======== Text shown

I remember seeing an interview with René
Redzepi, a man that has influenced the culinary landscape in a more meaningful
way than most people realize. The interviewer asked of him, “Where am I meant
to find reindeer tongue?”, as appears as an ingredient of one dish in his NOMA cookbook. I myself a while
back might have asked some similar question had I been in her shoes, seeing recipes as a rigid and not to be
messed with guides to some sort of culinary perfection. Not the case. We should
in fact, be moved by what we see, regardless of how we choose to express it. As
someone who enjoys a relationship with food, this extends well beyond using
recipes as inspiration. Creativity starts with an open mind and relies heavily
on flexibility. This dish is meant to be a nod to Redzepi's hen and the egg
dish, simply to exemplify the fact that while I might not have wild ramson (I did find some amazing ramp leaves though!), hay
oil, many wild plants, or even duck eggs at the ready; I can still be moved by
something I see. Aside from that, believe me when I tell you that it was really
really good.

================

> _Given instruction_
Answer these questions about the text on René Redzepi:
(a) What ingredient did the interviewer ask where to find?
(b) According to the text, what does creativity rely heavily on?
(c) Which of Redzepi's dishes is the writer's dish meant to nod to?

======== Given information

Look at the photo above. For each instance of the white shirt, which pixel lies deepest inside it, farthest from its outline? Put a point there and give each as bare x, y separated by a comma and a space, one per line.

================

> _Task answer_
(a) Reindeer tongue
(b) Flexibility
(c) His hen and the egg dish